Recorded data –
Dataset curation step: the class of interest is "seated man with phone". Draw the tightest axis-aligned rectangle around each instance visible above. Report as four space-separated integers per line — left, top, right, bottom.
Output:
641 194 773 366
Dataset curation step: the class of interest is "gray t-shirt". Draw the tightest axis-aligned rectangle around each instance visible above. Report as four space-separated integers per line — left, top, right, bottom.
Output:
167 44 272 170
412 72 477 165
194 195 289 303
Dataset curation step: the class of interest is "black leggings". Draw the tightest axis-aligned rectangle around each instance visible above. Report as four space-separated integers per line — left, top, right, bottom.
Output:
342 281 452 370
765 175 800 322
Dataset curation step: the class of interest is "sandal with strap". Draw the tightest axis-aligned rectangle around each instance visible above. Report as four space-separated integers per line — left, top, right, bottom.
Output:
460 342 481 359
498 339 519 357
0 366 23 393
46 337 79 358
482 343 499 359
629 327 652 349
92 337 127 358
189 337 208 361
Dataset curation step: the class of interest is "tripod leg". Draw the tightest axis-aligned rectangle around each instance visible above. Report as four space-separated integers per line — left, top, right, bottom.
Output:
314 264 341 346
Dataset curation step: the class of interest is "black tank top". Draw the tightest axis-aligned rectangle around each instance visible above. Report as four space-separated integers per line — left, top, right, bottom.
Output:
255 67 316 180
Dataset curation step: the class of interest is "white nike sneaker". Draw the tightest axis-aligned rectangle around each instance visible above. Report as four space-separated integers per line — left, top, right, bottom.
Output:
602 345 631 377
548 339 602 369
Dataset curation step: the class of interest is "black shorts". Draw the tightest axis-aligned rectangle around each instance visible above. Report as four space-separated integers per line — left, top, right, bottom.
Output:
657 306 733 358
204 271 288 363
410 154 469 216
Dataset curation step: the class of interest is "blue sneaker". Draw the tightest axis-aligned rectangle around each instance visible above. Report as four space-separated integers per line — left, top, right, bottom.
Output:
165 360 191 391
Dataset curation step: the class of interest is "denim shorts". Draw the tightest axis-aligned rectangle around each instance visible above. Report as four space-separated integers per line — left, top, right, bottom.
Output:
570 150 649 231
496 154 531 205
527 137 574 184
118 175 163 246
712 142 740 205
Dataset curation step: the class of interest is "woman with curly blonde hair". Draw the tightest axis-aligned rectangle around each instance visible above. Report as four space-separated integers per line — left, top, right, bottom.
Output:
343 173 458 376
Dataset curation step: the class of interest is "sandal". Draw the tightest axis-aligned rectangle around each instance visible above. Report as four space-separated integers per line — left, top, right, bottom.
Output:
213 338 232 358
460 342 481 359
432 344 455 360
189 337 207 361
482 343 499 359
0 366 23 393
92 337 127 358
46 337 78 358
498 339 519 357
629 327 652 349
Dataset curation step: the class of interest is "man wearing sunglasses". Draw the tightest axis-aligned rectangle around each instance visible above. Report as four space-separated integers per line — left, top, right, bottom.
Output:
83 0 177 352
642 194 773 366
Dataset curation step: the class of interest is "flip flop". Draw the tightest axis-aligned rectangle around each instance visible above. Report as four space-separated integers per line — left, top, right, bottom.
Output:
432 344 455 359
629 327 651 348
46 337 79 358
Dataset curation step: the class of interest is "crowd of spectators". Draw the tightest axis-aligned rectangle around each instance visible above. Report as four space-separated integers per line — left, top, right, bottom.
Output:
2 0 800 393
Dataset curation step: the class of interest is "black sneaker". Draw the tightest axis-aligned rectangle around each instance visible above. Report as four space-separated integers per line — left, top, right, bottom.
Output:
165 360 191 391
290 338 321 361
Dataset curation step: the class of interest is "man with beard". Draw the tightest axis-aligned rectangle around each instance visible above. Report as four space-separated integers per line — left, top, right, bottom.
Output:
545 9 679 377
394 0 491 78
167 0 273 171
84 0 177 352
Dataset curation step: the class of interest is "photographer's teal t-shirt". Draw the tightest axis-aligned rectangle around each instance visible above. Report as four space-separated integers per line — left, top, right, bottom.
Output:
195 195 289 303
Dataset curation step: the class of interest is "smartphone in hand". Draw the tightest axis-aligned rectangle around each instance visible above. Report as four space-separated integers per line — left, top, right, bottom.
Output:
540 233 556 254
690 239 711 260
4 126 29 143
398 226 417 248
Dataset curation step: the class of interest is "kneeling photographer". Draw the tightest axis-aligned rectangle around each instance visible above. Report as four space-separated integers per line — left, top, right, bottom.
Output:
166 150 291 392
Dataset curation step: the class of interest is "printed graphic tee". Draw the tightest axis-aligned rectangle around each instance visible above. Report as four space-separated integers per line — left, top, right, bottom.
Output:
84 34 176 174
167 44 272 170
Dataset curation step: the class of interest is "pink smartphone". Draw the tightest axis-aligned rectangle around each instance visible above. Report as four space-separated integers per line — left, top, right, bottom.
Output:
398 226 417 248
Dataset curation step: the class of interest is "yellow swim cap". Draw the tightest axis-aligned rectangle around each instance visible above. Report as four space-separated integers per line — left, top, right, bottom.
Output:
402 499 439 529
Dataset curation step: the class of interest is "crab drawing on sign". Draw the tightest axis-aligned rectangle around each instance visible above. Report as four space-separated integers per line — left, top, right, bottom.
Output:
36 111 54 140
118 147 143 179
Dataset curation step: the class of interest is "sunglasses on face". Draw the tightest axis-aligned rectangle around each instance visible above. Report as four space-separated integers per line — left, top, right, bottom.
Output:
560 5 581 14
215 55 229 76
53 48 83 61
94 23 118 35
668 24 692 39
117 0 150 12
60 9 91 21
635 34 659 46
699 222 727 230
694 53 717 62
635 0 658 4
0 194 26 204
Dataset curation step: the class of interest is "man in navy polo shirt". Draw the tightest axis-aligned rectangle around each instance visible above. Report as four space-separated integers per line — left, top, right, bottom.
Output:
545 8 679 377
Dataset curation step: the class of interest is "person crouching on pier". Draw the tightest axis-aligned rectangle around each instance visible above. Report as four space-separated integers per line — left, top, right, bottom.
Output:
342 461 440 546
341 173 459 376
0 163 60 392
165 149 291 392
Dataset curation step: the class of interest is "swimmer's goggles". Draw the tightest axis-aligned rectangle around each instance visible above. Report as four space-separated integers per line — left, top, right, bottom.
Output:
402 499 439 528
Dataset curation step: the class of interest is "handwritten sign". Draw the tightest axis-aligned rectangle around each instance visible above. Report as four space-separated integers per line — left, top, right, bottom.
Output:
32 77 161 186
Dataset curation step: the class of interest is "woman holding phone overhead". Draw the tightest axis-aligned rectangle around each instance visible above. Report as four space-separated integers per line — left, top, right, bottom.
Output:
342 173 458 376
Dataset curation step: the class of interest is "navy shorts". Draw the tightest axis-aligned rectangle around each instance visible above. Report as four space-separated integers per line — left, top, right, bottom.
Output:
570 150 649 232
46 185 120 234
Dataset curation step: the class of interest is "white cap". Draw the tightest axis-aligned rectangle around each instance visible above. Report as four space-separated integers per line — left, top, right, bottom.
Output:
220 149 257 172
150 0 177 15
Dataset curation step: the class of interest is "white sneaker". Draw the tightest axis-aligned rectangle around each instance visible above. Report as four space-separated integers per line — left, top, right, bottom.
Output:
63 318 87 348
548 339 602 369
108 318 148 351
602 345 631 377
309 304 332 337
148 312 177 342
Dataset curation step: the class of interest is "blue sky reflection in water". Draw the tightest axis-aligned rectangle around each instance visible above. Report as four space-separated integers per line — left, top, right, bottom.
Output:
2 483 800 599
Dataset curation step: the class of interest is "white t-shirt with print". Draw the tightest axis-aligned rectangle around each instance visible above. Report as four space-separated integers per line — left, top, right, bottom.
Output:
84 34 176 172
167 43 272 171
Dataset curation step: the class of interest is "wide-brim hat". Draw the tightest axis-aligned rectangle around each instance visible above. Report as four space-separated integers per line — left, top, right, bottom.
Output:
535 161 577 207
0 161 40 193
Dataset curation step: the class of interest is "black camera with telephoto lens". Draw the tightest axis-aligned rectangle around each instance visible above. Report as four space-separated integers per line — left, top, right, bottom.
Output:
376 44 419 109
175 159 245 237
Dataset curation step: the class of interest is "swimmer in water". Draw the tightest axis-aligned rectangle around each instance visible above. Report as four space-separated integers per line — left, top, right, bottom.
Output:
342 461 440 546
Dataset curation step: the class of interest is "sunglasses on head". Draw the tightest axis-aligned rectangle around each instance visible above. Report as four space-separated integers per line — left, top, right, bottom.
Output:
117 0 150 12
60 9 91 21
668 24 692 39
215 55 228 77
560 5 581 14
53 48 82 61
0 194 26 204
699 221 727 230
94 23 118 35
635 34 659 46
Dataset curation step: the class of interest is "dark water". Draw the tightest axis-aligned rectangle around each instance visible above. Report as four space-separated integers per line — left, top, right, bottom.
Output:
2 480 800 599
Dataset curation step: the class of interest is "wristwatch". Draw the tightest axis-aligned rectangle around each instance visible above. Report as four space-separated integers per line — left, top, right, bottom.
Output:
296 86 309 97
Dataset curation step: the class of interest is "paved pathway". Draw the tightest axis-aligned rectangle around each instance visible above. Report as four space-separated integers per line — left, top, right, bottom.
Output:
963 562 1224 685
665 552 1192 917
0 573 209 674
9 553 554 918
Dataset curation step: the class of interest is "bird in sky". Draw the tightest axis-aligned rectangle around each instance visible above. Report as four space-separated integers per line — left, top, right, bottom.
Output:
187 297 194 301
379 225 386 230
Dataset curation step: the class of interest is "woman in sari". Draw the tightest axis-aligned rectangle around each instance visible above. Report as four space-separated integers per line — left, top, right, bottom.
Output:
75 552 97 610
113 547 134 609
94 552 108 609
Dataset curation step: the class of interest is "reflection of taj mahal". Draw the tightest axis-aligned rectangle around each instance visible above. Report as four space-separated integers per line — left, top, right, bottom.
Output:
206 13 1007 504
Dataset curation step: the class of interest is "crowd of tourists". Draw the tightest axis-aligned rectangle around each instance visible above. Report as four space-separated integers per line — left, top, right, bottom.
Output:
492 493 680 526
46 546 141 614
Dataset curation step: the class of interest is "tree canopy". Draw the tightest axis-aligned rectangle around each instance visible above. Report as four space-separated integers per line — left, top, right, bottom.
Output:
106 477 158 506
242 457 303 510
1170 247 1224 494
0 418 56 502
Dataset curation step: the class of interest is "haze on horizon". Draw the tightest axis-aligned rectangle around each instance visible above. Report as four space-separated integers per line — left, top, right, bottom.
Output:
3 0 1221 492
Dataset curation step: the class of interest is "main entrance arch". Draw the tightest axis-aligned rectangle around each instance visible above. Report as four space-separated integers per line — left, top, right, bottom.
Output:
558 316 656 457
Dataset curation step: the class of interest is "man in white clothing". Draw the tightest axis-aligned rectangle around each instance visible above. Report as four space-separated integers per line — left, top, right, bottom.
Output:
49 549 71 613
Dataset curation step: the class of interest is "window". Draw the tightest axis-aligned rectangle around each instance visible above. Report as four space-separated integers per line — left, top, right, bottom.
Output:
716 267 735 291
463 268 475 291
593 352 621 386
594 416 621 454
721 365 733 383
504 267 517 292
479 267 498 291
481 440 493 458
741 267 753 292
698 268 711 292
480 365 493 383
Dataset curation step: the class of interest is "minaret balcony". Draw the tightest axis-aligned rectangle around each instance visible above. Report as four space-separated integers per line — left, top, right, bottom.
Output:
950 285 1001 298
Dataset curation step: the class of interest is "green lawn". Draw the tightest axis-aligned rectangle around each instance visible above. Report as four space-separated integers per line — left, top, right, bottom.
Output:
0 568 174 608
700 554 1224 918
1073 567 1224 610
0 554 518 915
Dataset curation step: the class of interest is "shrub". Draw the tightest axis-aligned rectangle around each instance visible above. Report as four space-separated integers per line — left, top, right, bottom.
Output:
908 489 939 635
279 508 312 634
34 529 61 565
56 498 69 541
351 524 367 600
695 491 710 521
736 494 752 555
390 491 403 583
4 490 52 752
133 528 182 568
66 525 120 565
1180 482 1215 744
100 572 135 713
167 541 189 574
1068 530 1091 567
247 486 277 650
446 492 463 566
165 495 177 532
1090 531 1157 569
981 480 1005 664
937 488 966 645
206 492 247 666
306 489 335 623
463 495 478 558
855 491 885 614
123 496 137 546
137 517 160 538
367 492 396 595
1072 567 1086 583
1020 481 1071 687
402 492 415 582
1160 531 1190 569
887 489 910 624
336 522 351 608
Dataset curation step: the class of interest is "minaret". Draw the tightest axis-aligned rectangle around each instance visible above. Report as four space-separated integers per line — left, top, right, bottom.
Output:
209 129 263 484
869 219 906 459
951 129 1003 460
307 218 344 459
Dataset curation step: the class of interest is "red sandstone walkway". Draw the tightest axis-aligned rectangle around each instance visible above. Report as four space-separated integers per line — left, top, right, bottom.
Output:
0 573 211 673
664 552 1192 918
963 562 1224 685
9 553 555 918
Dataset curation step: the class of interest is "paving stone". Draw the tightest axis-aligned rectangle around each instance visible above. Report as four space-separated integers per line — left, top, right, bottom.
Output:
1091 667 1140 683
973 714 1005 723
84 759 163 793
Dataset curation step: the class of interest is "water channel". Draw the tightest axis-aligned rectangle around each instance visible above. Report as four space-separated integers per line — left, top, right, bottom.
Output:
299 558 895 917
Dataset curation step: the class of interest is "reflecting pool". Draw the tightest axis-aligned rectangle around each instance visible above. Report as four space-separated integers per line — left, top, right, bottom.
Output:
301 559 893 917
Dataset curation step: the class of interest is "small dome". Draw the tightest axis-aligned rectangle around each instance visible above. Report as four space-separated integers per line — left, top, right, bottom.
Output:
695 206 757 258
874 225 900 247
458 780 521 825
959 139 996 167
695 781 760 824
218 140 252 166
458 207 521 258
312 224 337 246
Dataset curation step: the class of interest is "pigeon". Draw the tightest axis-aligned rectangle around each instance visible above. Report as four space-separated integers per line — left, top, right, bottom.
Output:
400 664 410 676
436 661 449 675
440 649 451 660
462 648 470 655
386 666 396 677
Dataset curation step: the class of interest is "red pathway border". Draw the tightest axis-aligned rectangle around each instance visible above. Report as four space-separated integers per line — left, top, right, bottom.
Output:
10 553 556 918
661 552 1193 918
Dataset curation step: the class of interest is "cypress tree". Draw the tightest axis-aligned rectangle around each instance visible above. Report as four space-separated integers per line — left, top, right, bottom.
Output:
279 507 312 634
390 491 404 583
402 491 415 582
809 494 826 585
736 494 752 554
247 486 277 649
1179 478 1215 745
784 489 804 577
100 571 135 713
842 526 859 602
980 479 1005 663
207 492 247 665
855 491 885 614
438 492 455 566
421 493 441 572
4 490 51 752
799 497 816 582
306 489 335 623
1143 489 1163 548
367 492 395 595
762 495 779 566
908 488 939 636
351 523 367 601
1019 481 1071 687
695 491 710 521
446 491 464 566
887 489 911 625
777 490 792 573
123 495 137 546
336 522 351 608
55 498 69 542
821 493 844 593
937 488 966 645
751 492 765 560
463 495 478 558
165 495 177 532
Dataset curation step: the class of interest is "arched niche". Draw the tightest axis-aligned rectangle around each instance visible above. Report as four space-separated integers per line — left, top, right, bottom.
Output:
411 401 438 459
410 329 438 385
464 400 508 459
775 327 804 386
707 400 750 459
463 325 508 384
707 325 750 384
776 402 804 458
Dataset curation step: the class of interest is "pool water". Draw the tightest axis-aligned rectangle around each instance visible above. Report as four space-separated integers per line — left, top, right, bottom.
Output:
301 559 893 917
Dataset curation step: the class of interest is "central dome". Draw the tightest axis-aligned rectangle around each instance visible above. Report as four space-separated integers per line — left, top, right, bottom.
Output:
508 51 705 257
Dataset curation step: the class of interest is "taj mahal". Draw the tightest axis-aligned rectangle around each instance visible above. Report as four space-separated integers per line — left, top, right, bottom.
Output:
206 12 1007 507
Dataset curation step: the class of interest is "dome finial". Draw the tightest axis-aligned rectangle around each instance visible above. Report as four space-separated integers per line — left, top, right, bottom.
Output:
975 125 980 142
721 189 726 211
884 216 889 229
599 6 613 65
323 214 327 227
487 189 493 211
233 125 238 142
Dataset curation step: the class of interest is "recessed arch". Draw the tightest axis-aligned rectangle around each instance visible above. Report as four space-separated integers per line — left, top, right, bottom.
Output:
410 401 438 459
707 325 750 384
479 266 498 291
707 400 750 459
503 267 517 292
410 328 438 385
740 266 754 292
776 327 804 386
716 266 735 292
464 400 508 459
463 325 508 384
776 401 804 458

Action item –
Please report every line in the entries above that holds the string "swimmer".

Expected answer –
Dataset curation step: the class of interest is "swimmer's goggles". Draw the tightest axis-aligned rectangle around each instance visible above. Report as four space-separated integers per line — left, top, right, bottom.
Dataset curation step: the class of interest is "swimmer in water". Draw the tightest axis-aligned rectangle around each instance visible above. Report as four space-separated integers per line — left, top, right, bottom.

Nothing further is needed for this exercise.